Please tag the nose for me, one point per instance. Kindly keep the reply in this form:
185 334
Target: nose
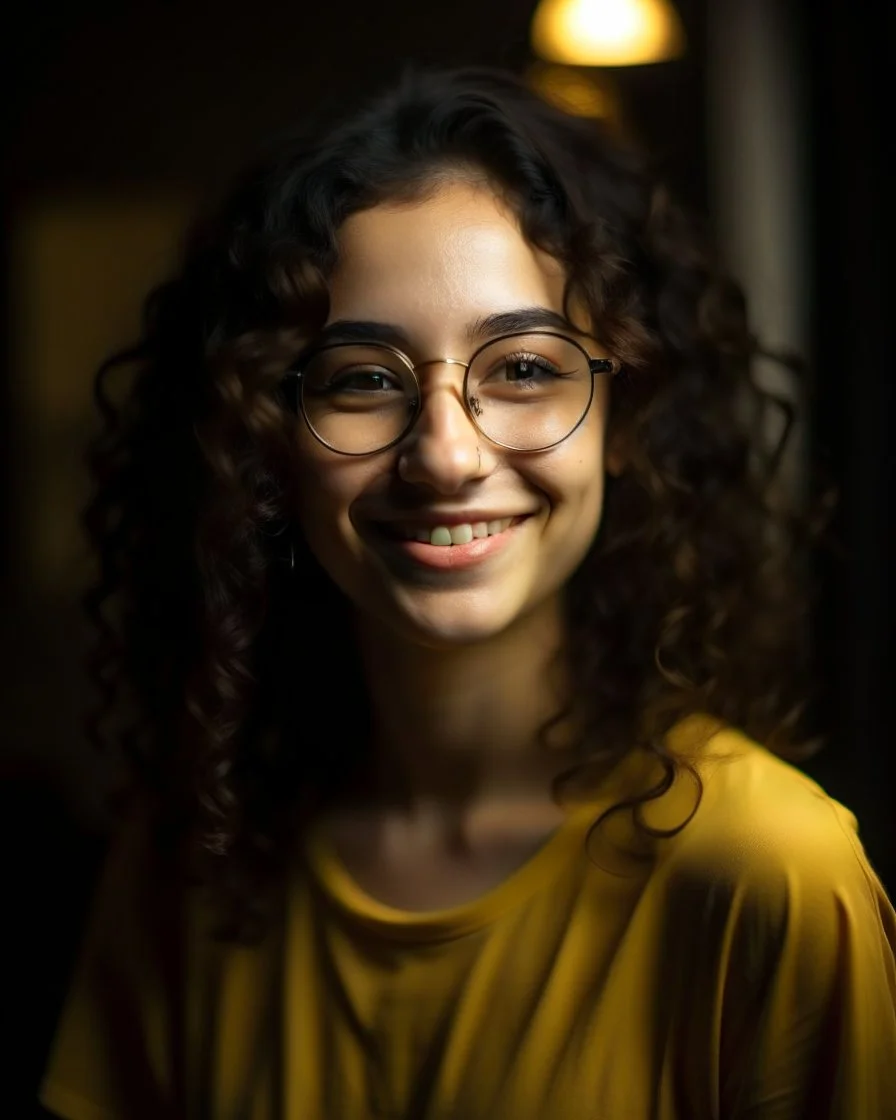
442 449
==
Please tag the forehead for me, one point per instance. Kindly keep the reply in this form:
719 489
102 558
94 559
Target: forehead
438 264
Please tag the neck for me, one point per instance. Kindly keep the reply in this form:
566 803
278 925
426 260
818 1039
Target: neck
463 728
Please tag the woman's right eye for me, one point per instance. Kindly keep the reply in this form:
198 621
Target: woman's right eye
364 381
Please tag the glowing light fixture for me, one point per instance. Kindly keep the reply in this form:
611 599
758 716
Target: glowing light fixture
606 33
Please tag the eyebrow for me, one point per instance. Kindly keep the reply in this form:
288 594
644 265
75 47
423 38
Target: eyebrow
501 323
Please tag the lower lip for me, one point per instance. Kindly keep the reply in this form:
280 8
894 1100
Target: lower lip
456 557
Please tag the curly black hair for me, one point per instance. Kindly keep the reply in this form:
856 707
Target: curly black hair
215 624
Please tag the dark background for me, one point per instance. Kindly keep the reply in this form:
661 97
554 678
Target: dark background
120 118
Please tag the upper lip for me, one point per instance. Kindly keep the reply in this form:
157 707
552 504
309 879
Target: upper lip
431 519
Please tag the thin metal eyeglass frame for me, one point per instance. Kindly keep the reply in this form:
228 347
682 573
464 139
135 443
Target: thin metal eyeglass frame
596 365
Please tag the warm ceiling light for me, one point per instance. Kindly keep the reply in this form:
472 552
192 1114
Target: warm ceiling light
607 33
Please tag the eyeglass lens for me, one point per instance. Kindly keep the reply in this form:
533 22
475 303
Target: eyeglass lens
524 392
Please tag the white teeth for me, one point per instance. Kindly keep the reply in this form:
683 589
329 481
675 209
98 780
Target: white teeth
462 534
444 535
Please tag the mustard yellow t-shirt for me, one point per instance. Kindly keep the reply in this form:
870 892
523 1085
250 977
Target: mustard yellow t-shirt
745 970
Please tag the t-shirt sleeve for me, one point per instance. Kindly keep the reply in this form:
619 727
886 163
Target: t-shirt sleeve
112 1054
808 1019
---
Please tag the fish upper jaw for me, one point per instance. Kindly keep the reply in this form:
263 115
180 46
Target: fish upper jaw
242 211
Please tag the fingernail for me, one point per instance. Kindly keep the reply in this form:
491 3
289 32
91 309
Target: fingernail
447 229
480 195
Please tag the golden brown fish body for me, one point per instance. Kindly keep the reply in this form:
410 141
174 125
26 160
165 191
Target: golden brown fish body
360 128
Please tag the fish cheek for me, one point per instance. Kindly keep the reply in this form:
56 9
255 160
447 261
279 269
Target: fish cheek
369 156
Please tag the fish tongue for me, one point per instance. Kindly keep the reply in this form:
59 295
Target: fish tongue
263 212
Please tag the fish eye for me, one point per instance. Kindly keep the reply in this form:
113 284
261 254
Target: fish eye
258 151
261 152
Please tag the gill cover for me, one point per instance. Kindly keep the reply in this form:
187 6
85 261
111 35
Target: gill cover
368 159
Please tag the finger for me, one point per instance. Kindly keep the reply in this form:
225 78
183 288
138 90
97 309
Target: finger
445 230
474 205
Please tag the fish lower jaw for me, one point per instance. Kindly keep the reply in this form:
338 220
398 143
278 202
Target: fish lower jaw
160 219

How to complete this task:
A word-for-word copy of the lines above from the one with "Target: eyebrow" through the one with "Please tag the eyeglass", inclusive, is the only output wanted.

Exercise response:
Target: eyebrow
501 323
Please tag the lower lip for me, one point per instance. Kindly keep the reply in this form:
280 8
894 1100
Target: lower lip
456 557
Please tag the curly black hair for me, one point per instance. Kindly keep the reply in this form:
856 707
Target: curly black hair
215 624
Please tag the dark background for me, one point per instance. Kindly keep the reply in this form:
661 97
554 678
Target: dark background
120 118
Please tag the upper lip for me, one point per instance. Kindly keep the reply in this form:
157 707
552 504
309 879
Target: upper lip
431 519
Please tag the thin metal eyeglass frame for me, one point per instance. Kindly keep the reply in this form:
228 347
682 573
464 139
135 443
Target: thin metal eyeglass frame
596 365
Please tag the warm ceiling light for me, one point per instance. Kindly keep the reply in this form:
472 552
192 1114
Target: warm ceiling light
607 33
Please tag the eyeglass lens for me, one point per instance. Kindly keep the reply in this form:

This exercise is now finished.